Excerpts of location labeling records
::::
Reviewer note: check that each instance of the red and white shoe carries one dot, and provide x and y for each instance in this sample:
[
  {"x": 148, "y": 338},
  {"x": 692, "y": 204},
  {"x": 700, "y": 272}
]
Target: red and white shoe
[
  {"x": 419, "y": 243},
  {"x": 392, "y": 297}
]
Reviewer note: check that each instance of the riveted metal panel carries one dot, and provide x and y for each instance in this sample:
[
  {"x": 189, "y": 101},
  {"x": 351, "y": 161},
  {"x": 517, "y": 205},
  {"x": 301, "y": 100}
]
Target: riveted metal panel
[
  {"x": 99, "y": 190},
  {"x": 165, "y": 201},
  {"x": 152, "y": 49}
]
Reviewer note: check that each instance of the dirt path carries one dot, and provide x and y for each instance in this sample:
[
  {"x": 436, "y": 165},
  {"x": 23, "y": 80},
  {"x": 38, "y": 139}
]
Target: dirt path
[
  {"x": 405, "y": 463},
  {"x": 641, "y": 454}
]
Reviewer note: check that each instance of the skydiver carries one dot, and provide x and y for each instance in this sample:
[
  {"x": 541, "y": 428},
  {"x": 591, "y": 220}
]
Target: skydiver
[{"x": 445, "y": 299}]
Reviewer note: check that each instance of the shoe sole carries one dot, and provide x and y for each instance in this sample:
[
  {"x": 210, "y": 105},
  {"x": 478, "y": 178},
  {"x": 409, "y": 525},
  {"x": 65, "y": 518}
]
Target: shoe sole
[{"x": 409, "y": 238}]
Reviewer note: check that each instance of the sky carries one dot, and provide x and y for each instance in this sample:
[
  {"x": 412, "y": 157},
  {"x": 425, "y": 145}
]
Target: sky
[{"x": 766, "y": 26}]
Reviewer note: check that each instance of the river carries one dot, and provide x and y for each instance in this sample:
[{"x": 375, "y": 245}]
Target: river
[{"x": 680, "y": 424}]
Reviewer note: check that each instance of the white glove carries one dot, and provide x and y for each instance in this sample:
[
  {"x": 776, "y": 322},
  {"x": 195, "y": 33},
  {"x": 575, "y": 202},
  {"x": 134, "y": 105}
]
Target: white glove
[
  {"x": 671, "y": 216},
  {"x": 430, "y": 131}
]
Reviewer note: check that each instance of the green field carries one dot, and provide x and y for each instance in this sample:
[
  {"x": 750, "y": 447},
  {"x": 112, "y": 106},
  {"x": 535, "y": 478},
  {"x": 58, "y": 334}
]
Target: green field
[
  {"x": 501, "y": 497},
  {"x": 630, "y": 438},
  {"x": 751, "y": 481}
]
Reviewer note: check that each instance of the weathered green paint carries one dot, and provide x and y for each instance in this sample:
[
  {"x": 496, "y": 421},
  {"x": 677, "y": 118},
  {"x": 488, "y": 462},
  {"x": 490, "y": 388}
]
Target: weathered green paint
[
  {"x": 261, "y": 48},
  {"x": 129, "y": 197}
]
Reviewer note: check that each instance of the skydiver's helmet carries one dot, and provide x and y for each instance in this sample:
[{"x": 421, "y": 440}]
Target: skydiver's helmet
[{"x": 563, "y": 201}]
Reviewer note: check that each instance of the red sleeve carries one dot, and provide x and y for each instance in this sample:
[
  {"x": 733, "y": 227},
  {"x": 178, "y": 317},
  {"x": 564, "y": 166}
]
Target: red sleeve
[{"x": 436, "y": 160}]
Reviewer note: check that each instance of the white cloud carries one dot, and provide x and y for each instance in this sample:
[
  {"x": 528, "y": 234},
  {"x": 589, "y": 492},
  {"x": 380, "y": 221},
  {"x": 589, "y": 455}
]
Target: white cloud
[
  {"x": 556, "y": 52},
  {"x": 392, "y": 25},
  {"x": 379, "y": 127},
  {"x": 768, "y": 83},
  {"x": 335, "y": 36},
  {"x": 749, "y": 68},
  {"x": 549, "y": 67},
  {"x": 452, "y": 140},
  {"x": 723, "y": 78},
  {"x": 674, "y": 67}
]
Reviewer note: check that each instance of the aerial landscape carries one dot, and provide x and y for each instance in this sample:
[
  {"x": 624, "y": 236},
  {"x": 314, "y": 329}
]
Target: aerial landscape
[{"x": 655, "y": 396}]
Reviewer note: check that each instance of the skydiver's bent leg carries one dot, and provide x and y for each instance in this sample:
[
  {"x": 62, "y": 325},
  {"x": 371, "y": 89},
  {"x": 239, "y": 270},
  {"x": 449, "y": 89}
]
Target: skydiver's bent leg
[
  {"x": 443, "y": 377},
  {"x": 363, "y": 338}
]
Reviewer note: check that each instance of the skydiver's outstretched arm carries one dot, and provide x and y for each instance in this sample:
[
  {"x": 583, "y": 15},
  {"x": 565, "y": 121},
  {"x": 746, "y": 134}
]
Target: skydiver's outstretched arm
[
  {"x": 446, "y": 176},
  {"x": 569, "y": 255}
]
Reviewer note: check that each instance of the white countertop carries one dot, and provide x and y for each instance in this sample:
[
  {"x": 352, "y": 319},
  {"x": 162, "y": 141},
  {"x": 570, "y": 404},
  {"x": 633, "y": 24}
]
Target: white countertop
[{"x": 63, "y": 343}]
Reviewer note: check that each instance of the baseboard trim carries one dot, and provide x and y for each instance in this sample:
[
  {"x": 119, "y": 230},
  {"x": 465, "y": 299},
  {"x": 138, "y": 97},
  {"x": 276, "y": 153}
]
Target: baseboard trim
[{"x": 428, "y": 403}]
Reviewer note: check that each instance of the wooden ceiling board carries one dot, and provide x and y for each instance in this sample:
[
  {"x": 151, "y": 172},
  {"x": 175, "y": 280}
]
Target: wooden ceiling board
::::
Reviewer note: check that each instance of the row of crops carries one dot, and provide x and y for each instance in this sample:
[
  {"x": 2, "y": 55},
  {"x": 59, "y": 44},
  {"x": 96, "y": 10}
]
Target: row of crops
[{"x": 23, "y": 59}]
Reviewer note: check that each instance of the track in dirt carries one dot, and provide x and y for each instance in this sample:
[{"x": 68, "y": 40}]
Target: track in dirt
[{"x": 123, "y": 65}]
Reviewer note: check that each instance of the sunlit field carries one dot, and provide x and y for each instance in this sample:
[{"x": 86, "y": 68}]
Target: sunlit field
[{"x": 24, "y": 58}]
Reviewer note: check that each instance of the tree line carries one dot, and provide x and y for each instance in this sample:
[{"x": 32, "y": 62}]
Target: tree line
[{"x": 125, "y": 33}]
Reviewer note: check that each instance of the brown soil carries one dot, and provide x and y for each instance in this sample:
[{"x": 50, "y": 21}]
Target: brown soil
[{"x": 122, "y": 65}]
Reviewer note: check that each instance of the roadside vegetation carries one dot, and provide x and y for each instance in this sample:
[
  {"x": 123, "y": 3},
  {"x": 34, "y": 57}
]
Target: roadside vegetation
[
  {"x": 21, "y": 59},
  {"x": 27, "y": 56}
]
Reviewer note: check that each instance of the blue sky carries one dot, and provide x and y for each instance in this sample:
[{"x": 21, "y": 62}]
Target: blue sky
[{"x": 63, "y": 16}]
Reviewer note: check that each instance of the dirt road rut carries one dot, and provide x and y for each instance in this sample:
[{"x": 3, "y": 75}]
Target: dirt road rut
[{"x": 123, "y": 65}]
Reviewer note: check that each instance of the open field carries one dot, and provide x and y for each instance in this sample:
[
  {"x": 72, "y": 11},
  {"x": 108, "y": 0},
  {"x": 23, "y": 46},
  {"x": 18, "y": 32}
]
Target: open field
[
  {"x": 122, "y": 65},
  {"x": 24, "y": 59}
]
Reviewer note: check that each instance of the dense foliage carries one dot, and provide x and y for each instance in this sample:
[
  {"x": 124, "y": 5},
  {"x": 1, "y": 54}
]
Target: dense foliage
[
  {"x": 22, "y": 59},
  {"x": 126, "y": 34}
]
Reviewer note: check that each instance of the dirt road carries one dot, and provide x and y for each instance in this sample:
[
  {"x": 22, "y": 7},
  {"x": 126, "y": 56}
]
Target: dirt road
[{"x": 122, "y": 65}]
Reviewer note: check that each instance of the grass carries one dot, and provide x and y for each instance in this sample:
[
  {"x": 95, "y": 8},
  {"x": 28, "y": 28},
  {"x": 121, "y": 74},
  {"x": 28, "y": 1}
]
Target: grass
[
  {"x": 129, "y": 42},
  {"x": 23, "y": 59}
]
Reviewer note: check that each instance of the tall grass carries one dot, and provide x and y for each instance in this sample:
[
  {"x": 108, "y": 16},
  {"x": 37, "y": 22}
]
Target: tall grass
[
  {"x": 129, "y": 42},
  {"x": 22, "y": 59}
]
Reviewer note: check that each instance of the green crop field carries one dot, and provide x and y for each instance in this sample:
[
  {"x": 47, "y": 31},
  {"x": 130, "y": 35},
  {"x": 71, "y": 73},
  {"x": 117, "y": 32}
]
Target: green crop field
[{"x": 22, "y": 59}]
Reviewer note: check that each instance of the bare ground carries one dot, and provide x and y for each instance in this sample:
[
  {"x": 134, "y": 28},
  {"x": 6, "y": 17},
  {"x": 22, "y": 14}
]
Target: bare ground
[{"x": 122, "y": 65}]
::::
Pull out every line of the records that contains the word "ground", treating uppercase and lowercase as different.

Reviewer note: check that each instance of the bare ground carries one dot, and provide x and y for each instance in this sample:
Target: bare ground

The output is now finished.